* **Excerpt to read**
▬▬▬

Bottom line: a GFCI will function for its specified purpose (limiting shock current to a specified generally acceptable value) without and EGC. But it will be far more effective at its accepted purpose (preventing shock) with an EGC present.

-Jon

 

[roger]

Bottom line: a GFCI will function for its specified purpose (limiting shock current to a specified generally acceptable value) without and EGC.
-Jon

Jon, I think we need to include the fact that a GFCI will not prevent severe shocks or even electrocution with out a second current path, this is with or without an EGC.

For example, if someone were to come in contact with the ungrounded and grounded conductor of a GFI protected circuit on a wooden structure and isolated from an EGC (if present) the GFCI will not trip and the subject would be froze the same as he would on a non-GFI circuit.

Roger

 

[winnie]

Roger,

You are quite correct. If the current doesn't go somewhere outside of the sensed portion of the circuit, then the GFCI won't trip.

I believe that this is yet another way in which a GFCI can function as it is designed, but where the GEC facilitates the desired protective function.

-Jon

 

[480sparky]

Roger,

You are quite correct. If the current doesn't go somewhere outside of the sensed portion of the circuit, then the GFCI won't trip.....

In other words, your body becomes the load, or one of the loads, on the circuit.

If you become part of the circuit, and whatever amperage that is flowing through your body goes back through the neutral (OK, technically the grounded) conductor, then the GFI simply sees you as it would any other load.

 

[gar]

080721-0925 EST

On further consideration of the problem described in
http://forums.mikeholt.com/showthrea...light=GFCI's
and post #27 I believe the GFCI would never trip.

The drill contacted a hot wire in the wall, I assume the contacted hot wire is not fed from the GFCI outlet to which the drill motor is connected, also assume the drill bit and drill motor are all conductive components, there is no leakage in the motor from either hot or neutral to the drill housing, then a person standing on earth and holding the drill motor will receive a shock and this will never trip the GFCI because this shocking current never unbalances the current thru the GFCI.

.

▬▬▬

* **Dataset excerpts**
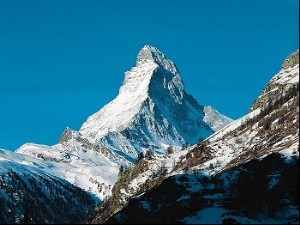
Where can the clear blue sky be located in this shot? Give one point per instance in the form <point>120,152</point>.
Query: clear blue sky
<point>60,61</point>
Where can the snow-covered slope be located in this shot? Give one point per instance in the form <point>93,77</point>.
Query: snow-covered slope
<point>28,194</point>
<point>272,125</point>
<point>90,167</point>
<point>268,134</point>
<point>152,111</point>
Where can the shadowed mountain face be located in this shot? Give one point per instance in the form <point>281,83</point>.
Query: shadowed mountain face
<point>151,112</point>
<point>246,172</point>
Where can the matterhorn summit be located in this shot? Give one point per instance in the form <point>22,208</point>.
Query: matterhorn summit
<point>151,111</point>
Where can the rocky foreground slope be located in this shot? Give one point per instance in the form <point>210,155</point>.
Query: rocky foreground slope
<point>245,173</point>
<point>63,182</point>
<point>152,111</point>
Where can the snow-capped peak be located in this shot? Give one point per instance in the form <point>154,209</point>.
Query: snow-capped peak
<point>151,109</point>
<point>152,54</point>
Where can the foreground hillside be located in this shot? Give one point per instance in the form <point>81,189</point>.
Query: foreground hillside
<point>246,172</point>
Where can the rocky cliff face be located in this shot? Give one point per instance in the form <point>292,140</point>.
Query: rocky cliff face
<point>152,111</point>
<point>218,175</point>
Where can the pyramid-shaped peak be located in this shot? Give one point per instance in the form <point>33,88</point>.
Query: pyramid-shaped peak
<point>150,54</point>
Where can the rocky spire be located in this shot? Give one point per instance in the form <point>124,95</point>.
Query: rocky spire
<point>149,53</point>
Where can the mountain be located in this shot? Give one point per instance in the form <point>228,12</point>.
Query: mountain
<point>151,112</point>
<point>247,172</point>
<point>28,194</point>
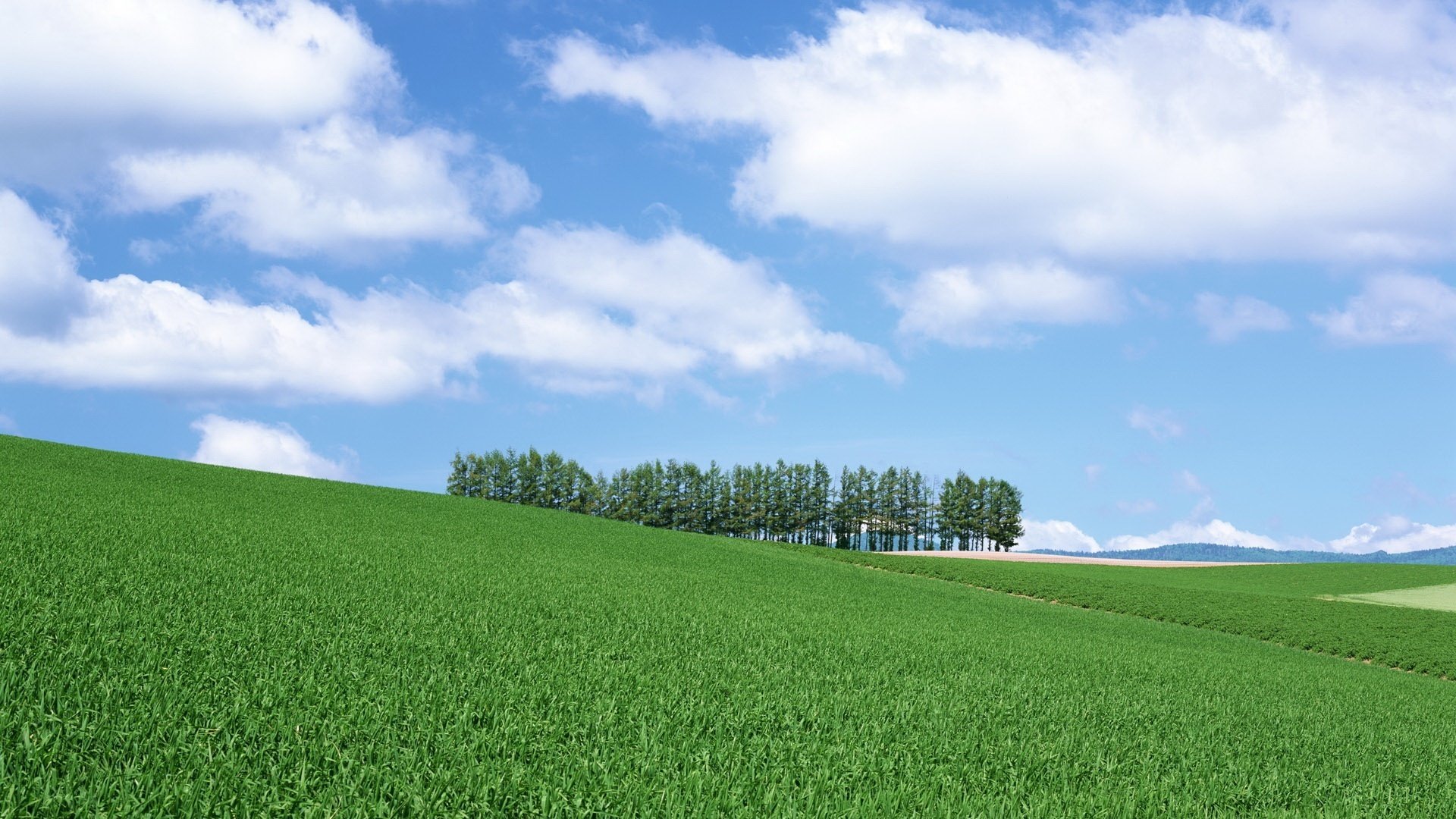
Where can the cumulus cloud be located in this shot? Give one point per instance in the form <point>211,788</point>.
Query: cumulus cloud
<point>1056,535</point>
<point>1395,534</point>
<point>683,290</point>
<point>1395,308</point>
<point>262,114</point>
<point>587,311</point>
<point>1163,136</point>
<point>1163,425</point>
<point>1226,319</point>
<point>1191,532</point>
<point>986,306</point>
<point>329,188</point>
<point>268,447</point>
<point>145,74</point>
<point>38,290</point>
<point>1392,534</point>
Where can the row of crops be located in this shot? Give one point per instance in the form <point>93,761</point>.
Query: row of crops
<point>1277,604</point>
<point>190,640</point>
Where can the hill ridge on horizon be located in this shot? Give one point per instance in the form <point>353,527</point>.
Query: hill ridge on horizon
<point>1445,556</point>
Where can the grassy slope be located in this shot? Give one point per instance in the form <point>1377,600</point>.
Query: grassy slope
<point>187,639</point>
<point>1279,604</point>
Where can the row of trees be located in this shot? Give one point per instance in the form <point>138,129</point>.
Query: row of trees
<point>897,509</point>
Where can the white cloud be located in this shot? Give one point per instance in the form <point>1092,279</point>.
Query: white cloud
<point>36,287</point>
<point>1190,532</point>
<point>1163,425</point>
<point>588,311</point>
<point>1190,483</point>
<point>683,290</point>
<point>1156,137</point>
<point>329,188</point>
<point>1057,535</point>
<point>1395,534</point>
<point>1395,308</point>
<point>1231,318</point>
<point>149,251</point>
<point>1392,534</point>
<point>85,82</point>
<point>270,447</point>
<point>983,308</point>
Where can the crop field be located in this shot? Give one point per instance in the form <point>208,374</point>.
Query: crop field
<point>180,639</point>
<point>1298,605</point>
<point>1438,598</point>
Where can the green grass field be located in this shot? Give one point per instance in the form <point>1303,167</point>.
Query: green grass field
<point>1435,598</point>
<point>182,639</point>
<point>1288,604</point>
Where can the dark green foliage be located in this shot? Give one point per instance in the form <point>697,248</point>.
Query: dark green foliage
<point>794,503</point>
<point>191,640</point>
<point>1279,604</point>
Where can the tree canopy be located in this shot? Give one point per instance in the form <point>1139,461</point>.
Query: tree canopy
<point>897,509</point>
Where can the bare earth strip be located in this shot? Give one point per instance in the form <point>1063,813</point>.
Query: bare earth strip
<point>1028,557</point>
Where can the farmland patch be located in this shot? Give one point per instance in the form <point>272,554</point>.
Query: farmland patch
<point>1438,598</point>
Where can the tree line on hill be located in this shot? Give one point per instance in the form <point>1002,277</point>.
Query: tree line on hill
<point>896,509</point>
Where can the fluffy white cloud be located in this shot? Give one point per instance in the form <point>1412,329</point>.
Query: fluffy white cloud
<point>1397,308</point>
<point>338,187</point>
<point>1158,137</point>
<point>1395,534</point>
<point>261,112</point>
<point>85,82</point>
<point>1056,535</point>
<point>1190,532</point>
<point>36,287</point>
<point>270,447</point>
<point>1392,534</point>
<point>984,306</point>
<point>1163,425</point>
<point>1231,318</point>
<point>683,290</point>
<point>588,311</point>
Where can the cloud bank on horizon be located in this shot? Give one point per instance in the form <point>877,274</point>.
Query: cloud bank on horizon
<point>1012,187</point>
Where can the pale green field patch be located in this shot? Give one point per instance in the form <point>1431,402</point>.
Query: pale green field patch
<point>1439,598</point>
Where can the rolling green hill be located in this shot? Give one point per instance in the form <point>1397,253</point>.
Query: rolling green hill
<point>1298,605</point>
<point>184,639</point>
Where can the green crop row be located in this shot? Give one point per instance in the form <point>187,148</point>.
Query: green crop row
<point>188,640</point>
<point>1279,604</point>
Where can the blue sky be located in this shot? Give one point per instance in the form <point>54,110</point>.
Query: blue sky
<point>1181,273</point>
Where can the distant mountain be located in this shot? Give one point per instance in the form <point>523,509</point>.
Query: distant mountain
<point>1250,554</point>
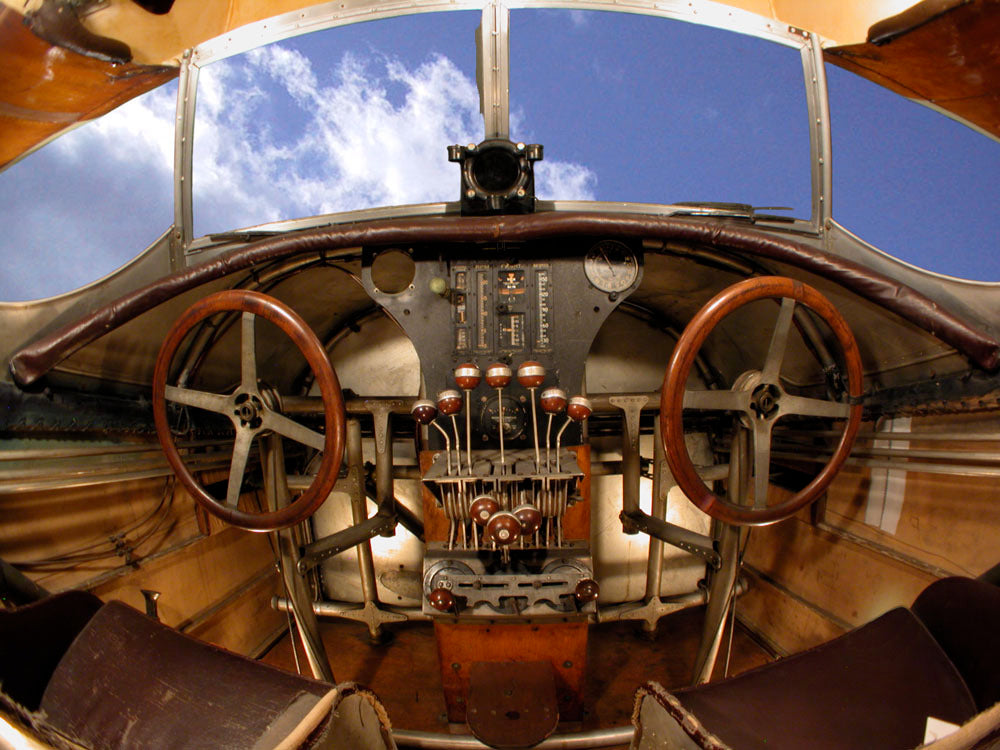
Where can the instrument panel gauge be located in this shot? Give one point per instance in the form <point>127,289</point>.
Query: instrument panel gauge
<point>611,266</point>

▬▬▬

* **Exercise**
List every name that appears inside square brackets in the GFCI forum thread.

* **The solution**
roger, winnie, 480sparky, gar